**WORK TO COMPLETE**
Beginning at the line that contains "Check the picture above for any white marble", return every remaining line of the data below exactly; return nothing before it.

**DATA FOR ANALYSIS**
^^^^^^^^^^^^^^^^

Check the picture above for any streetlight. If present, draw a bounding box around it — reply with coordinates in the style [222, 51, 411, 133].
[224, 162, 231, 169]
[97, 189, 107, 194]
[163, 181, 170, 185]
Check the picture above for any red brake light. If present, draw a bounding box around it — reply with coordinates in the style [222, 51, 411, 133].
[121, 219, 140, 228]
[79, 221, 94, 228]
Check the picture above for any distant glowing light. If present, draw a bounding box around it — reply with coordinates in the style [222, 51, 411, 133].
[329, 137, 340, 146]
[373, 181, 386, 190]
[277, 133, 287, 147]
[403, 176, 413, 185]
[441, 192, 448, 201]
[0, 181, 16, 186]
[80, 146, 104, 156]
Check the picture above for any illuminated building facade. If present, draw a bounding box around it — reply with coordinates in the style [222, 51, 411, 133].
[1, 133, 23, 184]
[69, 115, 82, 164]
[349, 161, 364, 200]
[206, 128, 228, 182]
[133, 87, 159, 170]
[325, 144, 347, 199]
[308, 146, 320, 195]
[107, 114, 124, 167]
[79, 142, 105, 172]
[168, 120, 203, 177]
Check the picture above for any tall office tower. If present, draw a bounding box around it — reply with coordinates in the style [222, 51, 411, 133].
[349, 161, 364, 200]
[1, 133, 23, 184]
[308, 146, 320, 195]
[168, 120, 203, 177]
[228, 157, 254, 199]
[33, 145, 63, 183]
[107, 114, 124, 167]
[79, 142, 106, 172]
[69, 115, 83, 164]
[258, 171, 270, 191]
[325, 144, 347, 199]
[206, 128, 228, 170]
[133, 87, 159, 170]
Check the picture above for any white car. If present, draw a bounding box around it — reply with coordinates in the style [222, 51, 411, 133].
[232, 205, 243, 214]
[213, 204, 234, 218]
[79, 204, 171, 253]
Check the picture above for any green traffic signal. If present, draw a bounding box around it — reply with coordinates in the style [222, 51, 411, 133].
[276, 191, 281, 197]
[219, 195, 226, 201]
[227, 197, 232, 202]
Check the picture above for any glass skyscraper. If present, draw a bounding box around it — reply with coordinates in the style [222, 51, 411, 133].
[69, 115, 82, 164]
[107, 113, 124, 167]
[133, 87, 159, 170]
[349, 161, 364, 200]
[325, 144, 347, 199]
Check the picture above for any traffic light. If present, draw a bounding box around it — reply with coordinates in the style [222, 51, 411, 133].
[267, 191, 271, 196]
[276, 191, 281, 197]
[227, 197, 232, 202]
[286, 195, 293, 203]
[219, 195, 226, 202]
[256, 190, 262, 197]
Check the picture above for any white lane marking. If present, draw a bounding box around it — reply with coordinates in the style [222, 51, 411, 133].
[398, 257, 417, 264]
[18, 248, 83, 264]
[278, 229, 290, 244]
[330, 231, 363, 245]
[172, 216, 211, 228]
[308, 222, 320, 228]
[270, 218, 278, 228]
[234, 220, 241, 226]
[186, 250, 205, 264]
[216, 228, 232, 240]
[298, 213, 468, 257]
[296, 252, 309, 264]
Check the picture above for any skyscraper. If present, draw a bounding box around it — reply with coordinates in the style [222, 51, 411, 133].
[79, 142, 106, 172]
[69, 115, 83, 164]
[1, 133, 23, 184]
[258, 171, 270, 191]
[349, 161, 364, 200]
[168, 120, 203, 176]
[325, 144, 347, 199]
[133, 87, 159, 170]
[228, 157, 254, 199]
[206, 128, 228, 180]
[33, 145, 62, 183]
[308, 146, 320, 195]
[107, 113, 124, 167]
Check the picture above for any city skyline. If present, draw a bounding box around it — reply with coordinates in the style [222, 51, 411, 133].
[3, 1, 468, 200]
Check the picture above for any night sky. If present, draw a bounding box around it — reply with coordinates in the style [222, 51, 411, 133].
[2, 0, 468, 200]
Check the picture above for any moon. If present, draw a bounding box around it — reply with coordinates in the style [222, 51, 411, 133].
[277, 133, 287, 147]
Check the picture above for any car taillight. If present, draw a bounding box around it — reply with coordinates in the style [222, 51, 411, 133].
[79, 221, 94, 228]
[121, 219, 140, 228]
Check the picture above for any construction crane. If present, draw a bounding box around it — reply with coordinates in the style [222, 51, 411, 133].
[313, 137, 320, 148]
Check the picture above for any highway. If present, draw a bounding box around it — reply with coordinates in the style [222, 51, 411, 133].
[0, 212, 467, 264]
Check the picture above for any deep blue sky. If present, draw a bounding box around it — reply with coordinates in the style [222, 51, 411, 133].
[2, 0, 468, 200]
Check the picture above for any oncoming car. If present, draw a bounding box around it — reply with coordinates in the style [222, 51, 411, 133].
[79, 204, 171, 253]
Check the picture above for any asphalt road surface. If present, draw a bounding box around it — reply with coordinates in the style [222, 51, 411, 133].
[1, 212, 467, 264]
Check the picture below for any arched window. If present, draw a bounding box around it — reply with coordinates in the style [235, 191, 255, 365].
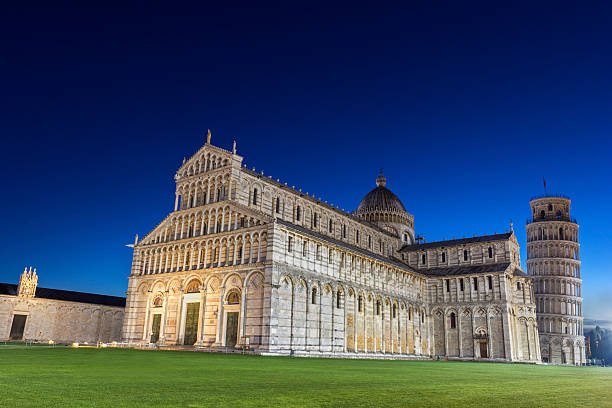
[517, 282, 521, 290]
[252, 188, 258, 205]
[313, 213, 318, 227]
[540, 210, 546, 218]
[355, 230, 360, 244]
[342, 224, 347, 238]
[227, 290, 240, 304]
[358, 295, 363, 312]
[368, 236, 372, 248]
[275, 197, 280, 213]
[548, 204, 553, 211]
[392, 304, 397, 319]
[488, 276, 493, 290]
[376, 300, 381, 315]
[441, 252, 446, 263]
[296, 206, 301, 221]
[403, 234, 408, 242]
[408, 308, 412, 320]
[464, 250, 468, 261]
[311, 287, 317, 304]
[336, 291, 342, 308]
[450, 312, 456, 329]
[185, 280, 200, 293]
[329, 219, 333, 233]
[287, 236, 293, 252]
[422, 254, 426, 264]
[302, 241, 308, 257]
[559, 227, 564, 240]
[488, 247, 493, 258]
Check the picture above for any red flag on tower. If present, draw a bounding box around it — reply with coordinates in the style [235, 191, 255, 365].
[543, 177, 547, 191]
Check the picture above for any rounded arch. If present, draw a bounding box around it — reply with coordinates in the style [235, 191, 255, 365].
[167, 278, 182, 295]
[151, 293, 164, 307]
[205, 275, 221, 293]
[184, 278, 202, 293]
[280, 275, 293, 288]
[245, 270, 265, 290]
[137, 282, 150, 295]
[225, 288, 241, 304]
[222, 273, 243, 289]
[151, 279, 166, 293]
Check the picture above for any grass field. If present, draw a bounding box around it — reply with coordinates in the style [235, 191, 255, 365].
[0, 348, 610, 407]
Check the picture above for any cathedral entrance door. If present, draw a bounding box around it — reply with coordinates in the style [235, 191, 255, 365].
[225, 312, 239, 348]
[479, 341, 488, 358]
[151, 314, 161, 343]
[184, 303, 200, 345]
[9, 314, 27, 340]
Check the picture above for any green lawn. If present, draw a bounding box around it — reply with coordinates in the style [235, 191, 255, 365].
[0, 348, 610, 407]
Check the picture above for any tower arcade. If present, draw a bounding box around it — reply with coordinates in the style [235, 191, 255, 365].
[526, 194, 584, 364]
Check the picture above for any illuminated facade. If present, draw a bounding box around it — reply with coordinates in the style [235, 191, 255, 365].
[0, 268, 124, 343]
[526, 195, 585, 364]
[121, 134, 539, 362]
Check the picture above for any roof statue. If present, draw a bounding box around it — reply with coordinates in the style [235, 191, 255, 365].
[206, 129, 211, 144]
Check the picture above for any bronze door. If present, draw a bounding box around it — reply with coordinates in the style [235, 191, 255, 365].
[151, 314, 161, 343]
[225, 312, 239, 347]
[9, 315, 27, 340]
[184, 303, 200, 345]
[479, 341, 488, 358]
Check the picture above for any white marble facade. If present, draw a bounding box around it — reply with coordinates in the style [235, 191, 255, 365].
[122, 134, 540, 362]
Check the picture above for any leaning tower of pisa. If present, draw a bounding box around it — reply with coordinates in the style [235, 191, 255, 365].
[526, 194, 584, 365]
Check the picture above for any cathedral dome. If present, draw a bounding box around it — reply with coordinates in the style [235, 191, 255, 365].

^^^^^^^^^^^^^^^^

**REPLY TO THE TASK**
Check the picture above for any white marble facade. If present, draw a bounding box around it — reply with coordinates in the style [235, 191, 255, 365].
[122, 134, 540, 362]
Check the picture above for any leaning tower of pisa. If present, draw a bounding box around it — reply with coordinates in the style [235, 191, 255, 365].
[526, 194, 584, 365]
Check the picture above for any cathedral dome. If present, draw a bounding box around it — reply with coordinates in the style [235, 191, 255, 365].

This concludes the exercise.